La réalisation
d'un bassin de plein air
Texte et photos : Marcel Staebler (revue Aquarama - 1997)
Un bassin de plein air, en dehors du plaisir qu'il nous apporte, est un lieu d'attraction pour de multiples insectes tels les libellules mais aussi de toute une faune aquatique. Voici quelques conseils pour sa réalisation.
![]() |
Les dimensions d'un bassin de plein air dépendent de la place disponible. Mais qu'il soit grand ou petit, le plaisir est toujours là. |
II faudra tout d'abord prévoir l'emplacement, selon le type de
bassin que l'on veut créer. On choisira une orientation au sud,
bien exposée au soleil, dans le cas d'un bassin à nénuphars,
au nord, dans une partie ombragée pour un bassin peupler de poissons
régionaux ou encore un compromis entre les deux selon les plantes
choisies. Nous vous proposons deux types de réalisations : un bassin
en béton avec coffrage ou sans coffrage ou un bassin avec une bâche
spéciale. Cette dernière solution est la plus simple et
peut-être la meilleure. C'est en tout cas la plus facile à
mettre en oeuvre. Les dimensions du bassin dépendent de la place
disponible. Il faudra prévoir un espace pour les plantes extérieures
qui jouent un rôle essentiel dans la beauté de l'ensemble
bassin et jardin. Grâce à elles, une microfaune s'installera
qui contribuera à maintenir le fragile équilibre du coin
de nature que l'on a créé artificiellement. Si pour une
raison ou une autre, on ne tient pas à mettre des plantes immergées,
il faudra installer une filtration pour garder l'eau propre et l'empêcher
de tourner.
__________
À compléter
[a] Énumérez les orientations que le texte sur le bassin de plein air propose pour l'emplacement, chacune avec le type de bassin auquel elle convient.
[b] Répondez à ces questions d'après le texte sur le bassin de plein air.
(i) Quels insectes sont cités comme attirés par un bassin de plein air ?
(ii) Quelle solution de réalisation est présentée comme la plus facile à mettre en œuvre ?
(iii) Que faut-il installer si l'on ne veut pas mettre de plantes immergées ?

Extraits du jeu de données sur le pointage d'objets:
__________
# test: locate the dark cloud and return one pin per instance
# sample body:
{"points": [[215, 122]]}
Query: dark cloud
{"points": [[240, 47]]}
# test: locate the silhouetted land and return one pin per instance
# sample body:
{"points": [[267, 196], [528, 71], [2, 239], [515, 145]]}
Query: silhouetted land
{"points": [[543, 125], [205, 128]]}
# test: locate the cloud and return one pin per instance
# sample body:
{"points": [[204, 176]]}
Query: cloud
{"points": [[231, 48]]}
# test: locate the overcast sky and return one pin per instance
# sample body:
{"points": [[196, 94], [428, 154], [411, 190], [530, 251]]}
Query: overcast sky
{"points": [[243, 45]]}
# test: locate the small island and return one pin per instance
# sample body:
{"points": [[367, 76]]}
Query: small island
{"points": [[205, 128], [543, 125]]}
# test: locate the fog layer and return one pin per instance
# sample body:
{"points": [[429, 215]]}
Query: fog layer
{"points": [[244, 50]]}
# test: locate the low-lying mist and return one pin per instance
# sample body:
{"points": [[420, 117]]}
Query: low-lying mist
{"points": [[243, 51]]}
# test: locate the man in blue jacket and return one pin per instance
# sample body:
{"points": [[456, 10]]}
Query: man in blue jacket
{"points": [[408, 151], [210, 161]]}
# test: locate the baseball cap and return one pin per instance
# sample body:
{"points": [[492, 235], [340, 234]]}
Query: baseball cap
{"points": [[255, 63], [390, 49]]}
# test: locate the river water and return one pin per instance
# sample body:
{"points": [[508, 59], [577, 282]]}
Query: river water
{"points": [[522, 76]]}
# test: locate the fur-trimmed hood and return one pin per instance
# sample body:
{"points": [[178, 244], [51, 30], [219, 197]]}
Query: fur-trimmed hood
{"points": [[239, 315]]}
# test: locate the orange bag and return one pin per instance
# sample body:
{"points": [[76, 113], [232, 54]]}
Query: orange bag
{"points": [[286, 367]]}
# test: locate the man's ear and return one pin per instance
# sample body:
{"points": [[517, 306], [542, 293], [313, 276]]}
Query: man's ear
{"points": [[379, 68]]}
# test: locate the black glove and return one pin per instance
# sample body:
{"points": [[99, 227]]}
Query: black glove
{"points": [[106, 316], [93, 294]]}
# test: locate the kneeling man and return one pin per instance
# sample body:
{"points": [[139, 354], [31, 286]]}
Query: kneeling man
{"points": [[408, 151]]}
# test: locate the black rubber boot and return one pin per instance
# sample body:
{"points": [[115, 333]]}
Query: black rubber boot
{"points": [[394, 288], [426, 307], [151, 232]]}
__________
Réponses attendues
[a]
Au sud, bien exposée au soleil : pour un bassin à nénuphars.
Au nord, dans une partie ombragée : pour un bassin peuplé de poissons régionaux.
Un compromis entre les deux : selon les plantes choisies.

[b]
(i) Les libellules.
(ii) Le bassin avec une bâche spéciale.
(iii) Une filtration, pour garder l'eau propre et l'empêcher de tourner.